## Supplied records
● ● ●

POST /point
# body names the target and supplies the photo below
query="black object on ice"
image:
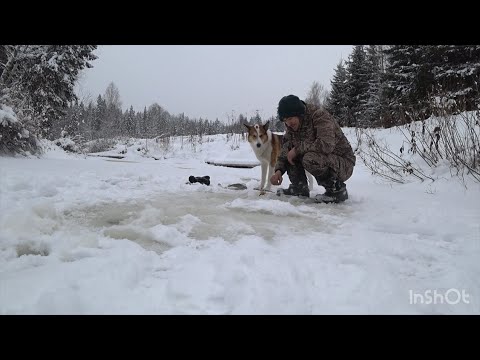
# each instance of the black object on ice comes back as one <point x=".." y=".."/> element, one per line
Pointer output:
<point x="201" y="179"/>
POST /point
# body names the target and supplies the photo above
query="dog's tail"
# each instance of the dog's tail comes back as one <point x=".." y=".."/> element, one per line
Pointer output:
<point x="310" y="180"/>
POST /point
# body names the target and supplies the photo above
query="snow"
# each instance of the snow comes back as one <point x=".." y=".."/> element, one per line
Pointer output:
<point x="95" y="235"/>
<point x="7" y="115"/>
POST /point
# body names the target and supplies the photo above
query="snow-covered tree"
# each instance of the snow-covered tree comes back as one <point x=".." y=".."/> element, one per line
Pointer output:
<point x="37" y="83"/>
<point x="337" y="103"/>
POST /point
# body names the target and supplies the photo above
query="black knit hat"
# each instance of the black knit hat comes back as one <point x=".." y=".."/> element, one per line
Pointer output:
<point x="290" y="105"/>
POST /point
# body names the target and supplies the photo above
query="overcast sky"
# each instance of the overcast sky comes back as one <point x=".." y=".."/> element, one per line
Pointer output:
<point x="210" y="81"/>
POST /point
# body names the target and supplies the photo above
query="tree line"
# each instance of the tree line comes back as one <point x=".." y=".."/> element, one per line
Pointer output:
<point x="377" y="86"/>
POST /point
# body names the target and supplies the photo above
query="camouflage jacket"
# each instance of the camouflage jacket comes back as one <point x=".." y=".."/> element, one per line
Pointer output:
<point x="319" y="132"/>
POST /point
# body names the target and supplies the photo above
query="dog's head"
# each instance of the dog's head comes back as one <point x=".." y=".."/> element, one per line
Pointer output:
<point x="257" y="134"/>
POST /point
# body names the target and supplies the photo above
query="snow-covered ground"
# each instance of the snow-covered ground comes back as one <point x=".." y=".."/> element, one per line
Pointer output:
<point x="92" y="235"/>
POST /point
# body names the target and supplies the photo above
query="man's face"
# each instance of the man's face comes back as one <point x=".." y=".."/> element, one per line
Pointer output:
<point x="293" y="122"/>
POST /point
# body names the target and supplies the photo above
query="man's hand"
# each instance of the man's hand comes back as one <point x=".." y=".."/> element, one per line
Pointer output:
<point x="276" y="178"/>
<point x="292" y="154"/>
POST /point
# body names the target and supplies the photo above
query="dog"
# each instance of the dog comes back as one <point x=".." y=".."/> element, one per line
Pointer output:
<point x="267" y="147"/>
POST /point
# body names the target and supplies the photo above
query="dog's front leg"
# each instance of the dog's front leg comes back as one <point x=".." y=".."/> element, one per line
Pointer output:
<point x="269" y="175"/>
<point x="262" y="179"/>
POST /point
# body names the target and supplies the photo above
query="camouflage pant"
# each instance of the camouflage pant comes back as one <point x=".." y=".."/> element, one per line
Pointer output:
<point x="322" y="167"/>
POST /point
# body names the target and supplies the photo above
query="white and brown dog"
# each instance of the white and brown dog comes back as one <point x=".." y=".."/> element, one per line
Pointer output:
<point x="267" y="147"/>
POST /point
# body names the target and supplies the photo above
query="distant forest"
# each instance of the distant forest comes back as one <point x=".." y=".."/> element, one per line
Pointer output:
<point x="377" y="86"/>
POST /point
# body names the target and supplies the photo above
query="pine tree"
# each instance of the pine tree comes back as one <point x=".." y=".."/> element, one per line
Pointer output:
<point x="372" y="111"/>
<point x="337" y="103"/>
<point x="409" y="82"/>
<point x="357" y="89"/>
<point x="37" y="82"/>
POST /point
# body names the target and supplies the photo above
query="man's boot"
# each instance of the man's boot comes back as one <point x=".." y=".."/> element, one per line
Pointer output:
<point x="295" y="190"/>
<point x="335" y="191"/>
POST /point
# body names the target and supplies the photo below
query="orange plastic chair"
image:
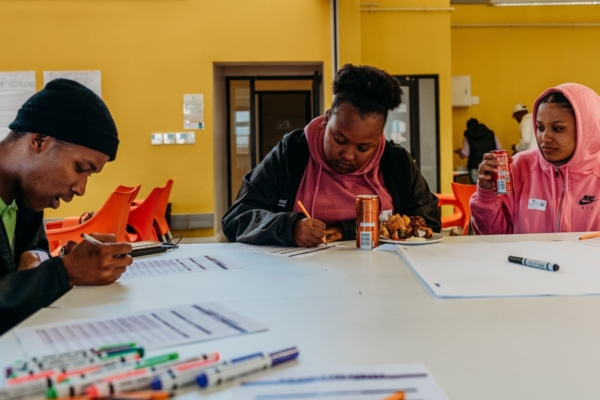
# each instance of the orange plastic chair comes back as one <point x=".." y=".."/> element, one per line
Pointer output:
<point x="161" y="226"/>
<point x="110" y="218"/>
<point x="460" y="201"/>
<point x="141" y="217"/>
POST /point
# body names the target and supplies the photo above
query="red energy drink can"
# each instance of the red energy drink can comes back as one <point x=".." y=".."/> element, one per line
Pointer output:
<point x="367" y="221"/>
<point x="502" y="180"/>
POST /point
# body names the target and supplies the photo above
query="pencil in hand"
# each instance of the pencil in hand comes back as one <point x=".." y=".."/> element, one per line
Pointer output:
<point x="308" y="216"/>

● ● ●

## What you are asked to do
A verbatim transcription is needed of the lines above, starting at the line with "# each instance of the man's hand" and ending at the line with "# each instance of the dog's front", both included, and of nothing else.

## Exercise result
# each instance of the man's hand comes back as one <point x=".." y=".."/> element, one per line
Pointer output:
<point x="276" y="178"/>
<point x="292" y="154"/>
POST /point
# body names the target and supplies the photo above
query="dog"
# each instance of the dog comes back as one <point x=".." y=".."/> element, one per line
Pointer output:
<point x="267" y="147"/>
POST /point
# body names the target and supplies the photo above
query="dog's front leg"
# each instance of the dog's front leg comes back as one <point x=".." y=".."/> element, one per line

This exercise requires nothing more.